**EXERCISE A:** List every person mentioned by name in the passage on Netanyahu's domestic standing during the war.
**EXERCISE B:** Using the passage on Netanyahu's domestic standing during the war, decide whether each statement agrees with it, and back each yes or no with the deciding words quoted from the passage. (i) Netanyahu's bloc won 64 seats in the 2022 elections. (ii) Itamar Ben Gvir supported approving the hostage deal. (iii) Netanyahu posted on social media blaming security agencies and later apologized for the post.
**EXERCISE C:** Continue the passage on Netanyahu's domestic standing during the war, picking up right after its final sentence.

**GIVEN PASSAGE:**
## start
How did Netanyahu’s Situation Progress in Internal Policy during the Confrontation?

In any case, the situation does not look encouraging for Netanyahu. Since the right-wing government perceived the Palestinian resistance under Mahmoud Abbas as a real threat, it drew international attention to Hamas to show their enemy as a non-adequate terrorist organization for years. For this sake, it allowed Hamas to grow stronger and make small attacks from time to time. This ignorance made Hamas another real threat for Israel.

In addition to the already existing internal causes, the controversial nature of war and uncertainties related to the results have increased the questions related to the stability government. Eran Etzion, who is a diplomat and strategist with more than 20 years of experience in senior government positions of Israel, talked about the instability and concerns for the Middle East Institute. According to him, two main goals of war are release of the Israeli hostages and collapse of Hamas’s political and military power on the Gaza Strip[8]. In terms of release of hostages, only women and children under the age of 19 will be freed according to the deal[9]. But what about the others? It is crucial point for Israeli public opinion. In terms of the political goal to eliminate Hamas’s capabilities on Gaza, it is uncertain in what extent this is feasible, even if it is, in what time and for which costs?

Nimrod Goren, who is a senior researcher for Israeli affairs, includes the view that Netanyahu’s inefficient communication with the hostages’ families reveal the focus on his own political survival. This scene influences the public opinion obviously. Although during the warfare people shift to the right-wing generally, in Israel there is a shift towards to center from the right.[10]

After the attack, senior officials such as Israel’s finance minister said that they were not successful in protecting their citizens, while Netanyahu refrained from making a statement about whether he felt responsible. He first shared a post on social media blaming security agencies, and then apologized for the post.[11]

Pressure on Netanyahu’s government is not sourced from only the current opposition politicians, but also from former senior Israeli statespersons. A former chief of staff of the Israel Defense Forces said that Netanyahu should “resign now”, while a former intelligence official described the government as “dysfunctional”.[12] The election polls show that centrist Benny Gantz would be ahead of Netanyahu. If elections were held today in the parliament, Netanyahu’s block, which won 64 seats in 2022 elections, would win only 45 seats in 122 seats- Knesset.[13] Citing mounted public anger against Prime Minister since Hamas attack, main opposition leader Yair Lapid expressed his position with the words that “Mr. Netanyahu must go now”. He stated that he would join a political coalition in which Netanyahu is excluded. [14]

The radical minister Itamar Ben Gvir opposed the approval of the hostage deal. He publicly warned against it, portraying the agreement as a significant fault and a sign of weakness[15], although the main issue for the public was the fate of hostages.
## end
**RECORD EXCERPTS:**
## start
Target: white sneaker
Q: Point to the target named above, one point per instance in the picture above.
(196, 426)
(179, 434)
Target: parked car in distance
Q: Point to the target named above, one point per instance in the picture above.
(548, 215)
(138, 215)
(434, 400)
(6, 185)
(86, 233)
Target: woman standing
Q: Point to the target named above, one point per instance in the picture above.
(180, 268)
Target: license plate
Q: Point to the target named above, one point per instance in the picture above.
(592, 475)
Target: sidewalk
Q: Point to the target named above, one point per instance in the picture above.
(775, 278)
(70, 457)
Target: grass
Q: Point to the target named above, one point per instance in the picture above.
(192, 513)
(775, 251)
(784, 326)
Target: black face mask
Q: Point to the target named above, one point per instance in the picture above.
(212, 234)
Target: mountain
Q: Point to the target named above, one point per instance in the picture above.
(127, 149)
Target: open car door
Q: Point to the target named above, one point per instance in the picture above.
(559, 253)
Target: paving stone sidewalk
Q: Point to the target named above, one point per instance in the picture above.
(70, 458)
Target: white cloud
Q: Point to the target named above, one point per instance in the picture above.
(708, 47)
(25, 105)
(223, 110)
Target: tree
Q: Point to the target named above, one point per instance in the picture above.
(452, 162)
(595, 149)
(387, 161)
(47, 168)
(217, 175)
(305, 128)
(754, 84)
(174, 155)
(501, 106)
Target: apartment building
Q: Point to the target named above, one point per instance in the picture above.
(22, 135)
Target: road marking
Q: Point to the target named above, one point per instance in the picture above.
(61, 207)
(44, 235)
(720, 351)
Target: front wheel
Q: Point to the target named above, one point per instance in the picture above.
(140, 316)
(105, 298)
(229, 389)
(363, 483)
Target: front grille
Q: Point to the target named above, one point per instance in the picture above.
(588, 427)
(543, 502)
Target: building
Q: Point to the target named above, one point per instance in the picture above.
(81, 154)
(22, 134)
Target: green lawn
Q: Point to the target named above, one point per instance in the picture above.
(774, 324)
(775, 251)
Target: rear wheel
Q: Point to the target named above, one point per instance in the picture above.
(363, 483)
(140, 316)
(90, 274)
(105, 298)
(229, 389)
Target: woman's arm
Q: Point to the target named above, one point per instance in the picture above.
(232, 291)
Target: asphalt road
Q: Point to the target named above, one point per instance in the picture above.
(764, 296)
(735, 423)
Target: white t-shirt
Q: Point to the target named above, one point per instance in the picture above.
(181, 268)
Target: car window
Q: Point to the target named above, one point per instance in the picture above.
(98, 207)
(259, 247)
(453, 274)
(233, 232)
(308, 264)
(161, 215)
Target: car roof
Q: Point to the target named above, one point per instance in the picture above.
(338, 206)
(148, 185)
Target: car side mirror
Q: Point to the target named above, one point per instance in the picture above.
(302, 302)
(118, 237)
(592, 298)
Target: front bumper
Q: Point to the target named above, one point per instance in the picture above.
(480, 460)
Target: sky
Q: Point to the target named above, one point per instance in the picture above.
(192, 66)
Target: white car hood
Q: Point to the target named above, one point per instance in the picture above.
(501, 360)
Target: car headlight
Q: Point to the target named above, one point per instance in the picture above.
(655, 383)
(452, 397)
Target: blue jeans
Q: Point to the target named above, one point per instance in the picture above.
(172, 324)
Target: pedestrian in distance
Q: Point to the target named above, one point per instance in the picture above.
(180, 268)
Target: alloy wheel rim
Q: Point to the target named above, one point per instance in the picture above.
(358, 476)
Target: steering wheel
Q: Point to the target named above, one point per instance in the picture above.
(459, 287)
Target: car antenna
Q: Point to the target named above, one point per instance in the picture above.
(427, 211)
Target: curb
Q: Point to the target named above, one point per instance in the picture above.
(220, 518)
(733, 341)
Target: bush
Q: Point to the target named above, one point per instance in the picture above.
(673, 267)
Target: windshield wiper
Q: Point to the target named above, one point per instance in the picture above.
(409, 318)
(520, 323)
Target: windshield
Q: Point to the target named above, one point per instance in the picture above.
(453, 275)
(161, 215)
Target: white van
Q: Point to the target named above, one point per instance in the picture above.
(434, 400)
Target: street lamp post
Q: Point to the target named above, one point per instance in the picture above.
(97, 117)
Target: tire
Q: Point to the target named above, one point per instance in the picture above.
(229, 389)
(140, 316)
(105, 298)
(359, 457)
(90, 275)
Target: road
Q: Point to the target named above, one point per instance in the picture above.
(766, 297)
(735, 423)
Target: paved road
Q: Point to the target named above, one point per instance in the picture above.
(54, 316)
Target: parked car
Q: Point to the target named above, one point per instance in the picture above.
## end
**TASK RESPONSE A:** Netanyahu, Mahmoud Abbas, Eran Etzion, Nimrod Goren, Benny Gantz, Yair Lapid, Itamar Ben Gvir

**TASK RESPONSE B:**
(i) Yes: "Netanyahu’s block, which won 64 seats in 2022 elections"
(ii) No: "The radical minister Itamar Ben Gvir opposed the approval of the hostage deal."
(iii) Yes: "He first shared a post on social media blaming security agencies, and then apologized for the post."

**TASK RESPONSE C:**
In any case, Israeli public lost their trust to Netanyahu’s government. On Saturday, a survey conducted by Israel’s Channel 13 Television revealed that 76% of the Israeli population believes that Netanyahu, currently in his record-breaking sixth term as prime minister, should step down. Additionally, 64% expressed the opinion that the country should conduct an election promptly following the conclusion of the war. Regarding responsibility for the attack, the poll indicated that 44% of Israelis held Netanyahu responsible, while 33% attributed blame to the military chief of staff and senior IDF officials. A smaller percentage, 5%, pointed the finger at the Defense Minister, according to the survey[16].

What are the Next Probabilities?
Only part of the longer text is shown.